▶ [WHAT YOU SHOULD DO]: Type out every line of the listing below word for word, omitting the pictures.

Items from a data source

----------

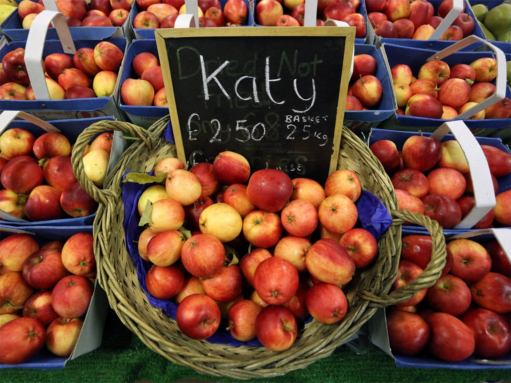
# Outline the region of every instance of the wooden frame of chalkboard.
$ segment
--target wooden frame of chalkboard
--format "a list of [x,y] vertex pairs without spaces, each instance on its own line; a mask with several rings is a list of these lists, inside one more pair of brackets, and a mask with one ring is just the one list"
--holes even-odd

----------

▶ [COMPLETE ANSWER]:
# Outline the region of every instance of the wooden frame of chalkboard.
$ segment
--target wooden frame of chalkboard
--format "a list of [x,y] vertex pairs without spaces, each instance on its own line; a mask with several rings is a list of these lists, inside one more pair of brackets, and a mask with one ring is just the one list"
--holes even-odd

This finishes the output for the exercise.